**Directions:**
a) In the article about the student festival, what does the $695 charge for the trip cover?
b) Print everything in the article about the student festival from "One Department official" down to "attend the Festival.".
c) According to the article about the student festival, what activities did plans for the Festival include? List every one.

One Department official declared that the Festival was part of a campaign to offset the losses in the "propaganda war" incurred by the Soviet Union during its suppression of the Hungarian revolt. The Department will not, however, deny passports to American students wishing to attend the Festival.

Barbara Perry, Executive Secretary of the United States branch of the Festival Committee, admitted the plausibility of the State Department allegations, but thought the chance to meet and influence students from Iron Curtain countries "too good to pass up."

Miss Perry yesterday explained that she herself was not a Communist. She defined her own political position and that of most of the members of the U.S. committee as "sort of pacifist-liberal."

She said that plans for the Festival included sports, cultural activities, vodka, tea parties with Khrushchev and Bulganin, and travel. "You name it, they've got it," she concluded.

She expressed the hope that increased contact between Western and Iron Curtain countries on the student level might eventually lead to greater international cooperation since people of "our age group are the leaders of tomorrow."

Bruce D. Larkin, vice-president of NSA's international committee, acknowleged that "no one throws a party like the Festival," but said that the central concern of the sponsors is politics rather than student affairs. The NSA recently broke with one of the sponsoring organizations, the International Union of Students, when the IUS became Communist-dominated.

Miss Perry said that "three or four students at Harvard" had expressed interest in attending the Festival.

The $695 charge for the trip to the Festival covers airplane travel and all expenses while in Moscow.

**Extracted records:**
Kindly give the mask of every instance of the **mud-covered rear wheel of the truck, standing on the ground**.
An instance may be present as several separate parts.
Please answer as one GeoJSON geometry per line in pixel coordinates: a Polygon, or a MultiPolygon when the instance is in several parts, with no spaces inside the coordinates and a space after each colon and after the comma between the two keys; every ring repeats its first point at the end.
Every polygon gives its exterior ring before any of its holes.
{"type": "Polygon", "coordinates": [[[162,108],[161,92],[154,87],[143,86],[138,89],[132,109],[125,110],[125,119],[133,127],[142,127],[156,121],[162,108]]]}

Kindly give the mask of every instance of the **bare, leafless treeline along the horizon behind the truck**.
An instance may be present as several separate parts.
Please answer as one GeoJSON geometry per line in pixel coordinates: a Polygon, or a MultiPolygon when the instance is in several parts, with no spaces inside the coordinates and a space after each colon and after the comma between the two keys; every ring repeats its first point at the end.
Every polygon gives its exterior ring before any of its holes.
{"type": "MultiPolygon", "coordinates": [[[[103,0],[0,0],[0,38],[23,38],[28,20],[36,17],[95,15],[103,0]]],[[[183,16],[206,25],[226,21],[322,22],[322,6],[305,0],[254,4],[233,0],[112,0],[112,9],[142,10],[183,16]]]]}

**Written responses:**
a) Airplane travel and all expenses while in Moscow.

b)
One Department official declared that the Festival was part of a campaign to offset the losses in the "propaganda war" incurred by the Soviet Union during its suppression of the Hungarian revolt. The Department will not, however, deny passports to American students wishing to attend the Festival.

c)
- sports
- cultural activities
- vodka
- tea parties with Khrushchev and Bulganin
- travel